Text excerpt:

★ ★ ★ ★ ★ ★ ★

Re: Use simplehash.h instead of dynahash in SMgr

From: Yura Sokolov <y(dot)sokolov(at)postgrespro(dot)ru>
To: David Rowley <dgrowleyml(at)gmail(dot)com>, Jaime Casanova <jcasanov(at)systemguards(dot)com(dot)ec>
Cc: Andres Freund <andres(at)anarazel(dot)de>, PostgreSQL Developers <pgsql-hackers(at)lists(dot)postgresql(dot)org>, David Rowley <dgrowley(at)gmail(dot)com>
Subject: Re: Use simplehash.h instead of dynahash in SMgr
Date: 2021-10-06 16:15:38
Message-ID: 0a0d8e9bde49129c643ce76d4e48424d2567c6cc.camel@postgrespro.ru
Views: Raw Message | Whole Thread | Download mbox | Resend email
Thread:
Lists: pgsql-hackers

Good day, David and all.

В Вт, 05/10/2021 в 11:07 +1300, David Rowley пишет:
> On Mon, 4 Oct 2021 at 20:37, Jaime Casanova
> <jcasanov(at)systemguards(dot)com(dot)ec> wrote:
> > Based on your comments I will mark this patch as withdrawn at midday
> > of
> > my monday unless someone objects to that.
>
> I really think we need a hash table implementation that's faster than
> dynahash and supports stable pointers to elements (simplehash does not
> have stable pointers). I think withdrawing this won't help us move
> towards getting that.

Agree with you. I believe densehash could replace both dynahash and
simplehash. Shared memory usages of dynahash should be reworked to
other less dynamic hash structure. So there should be densehash for
local hashes and statichash for static shared memory.

densehash slight slowness compared to simplehash in some operations
doesn't worth keeping simplehash beside densehash.

> Thomas voiced his concerns here about having an extra hash table
> implementation and then also concerns that I've coded the hash table
> code to be fast to iterate over the hashed items. To be honest, I
> think both Andres and Thomas must be misunderstanding the bitmap part.

★ ★ ★ ★ ★ ★ ★

Data listing:
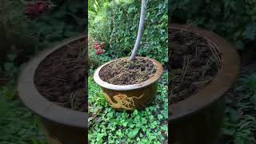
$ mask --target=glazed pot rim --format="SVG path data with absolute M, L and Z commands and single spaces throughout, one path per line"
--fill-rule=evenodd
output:
M 179 24 L 171 24 L 169 29 L 190 32 L 202 37 L 213 43 L 222 54 L 221 68 L 212 82 L 186 99 L 170 106 L 172 114 L 169 115 L 169 121 L 174 122 L 205 109 L 225 94 L 238 77 L 240 59 L 235 49 L 226 40 L 211 31 Z
M 48 101 L 38 91 L 34 81 L 38 65 L 49 54 L 74 41 L 82 38 L 86 38 L 86 36 L 80 34 L 74 38 L 67 38 L 63 42 L 46 49 L 31 58 L 18 77 L 18 90 L 22 102 L 38 115 L 59 124 L 86 129 L 88 127 L 86 122 L 87 113 L 59 106 Z
M 99 85 L 102 87 L 109 89 L 109 90 L 136 90 L 136 89 L 140 89 L 142 87 L 145 87 L 146 86 L 149 86 L 154 82 L 155 82 L 157 80 L 159 79 L 159 78 L 161 77 L 161 75 L 162 74 L 163 72 L 163 67 L 162 66 L 162 64 L 160 62 L 158 62 L 158 61 L 156 61 L 155 59 L 150 58 L 147 58 L 147 57 L 136 57 L 136 58 L 144 58 L 144 59 L 148 59 L 150 61 L 151 61 L 154 65 L 156 66 L 156 70 L 157 71 L 155 72 L 155 74 L 154 74 L 153 77 L 150 77 L 149 79 L 142 82 L 138 84 L 133 84 L 133 85 L 114 85 L 114 84 L 110 84 L 108 83 L 103 80 L 102 80 L 99 77 L 99 72 L 102 70 L 102 67 L 104 67 L 105 66 L 115 62 L 118 59 L 124 59 L 124 58 L 128 58 L 127 57 L 125 58 L 120 58 L 118 59 L 114 59 L 112 61 L 110 61 L 102 66 L 100 66 L 95 71 L 94 74 L 94 80 L 95 81 L 95 82 Z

★ ★ ★ ★ ★ ★ ★

Work instructions:
• a. Rewrite the paragraph of the mailing-list post that begins "Agree with you. I believe densehash" as a short list that keeps its main facts.
• b. Return, word for word, the passage of the mailing-list post from "В Вт, 05/10/2021" up to and including "towards getting that.".

Expected responses:
• a.
- Agrees with David.
- Densehash could replace both dynahash and simplehash.
- Shared-memory uses of dynahash should be reworked to a less dynamic hash structure.
- This would give densehash for local hashes and statichash for static shared memory.

• b.
В Вт, 05/10/2021 в 11:07 +1300, David Rowley пишет:
> On Mon, 4 Oct 2021 at 20:37, Jaime Casanova
> <jcasanov(at)systemguards(dot)com(dot)ec> wrote:
> > Based on your comments I will mark this patch as withdrawn at midday
> > of
> > my monday unless someone objects to that.
>
> I really think we need a hash table implementation that's faster than
> dynahash and supports stable pointers to elements (simplehash does not
> have stable pointers). I think withdrawing this won't help us move
> towards getting that.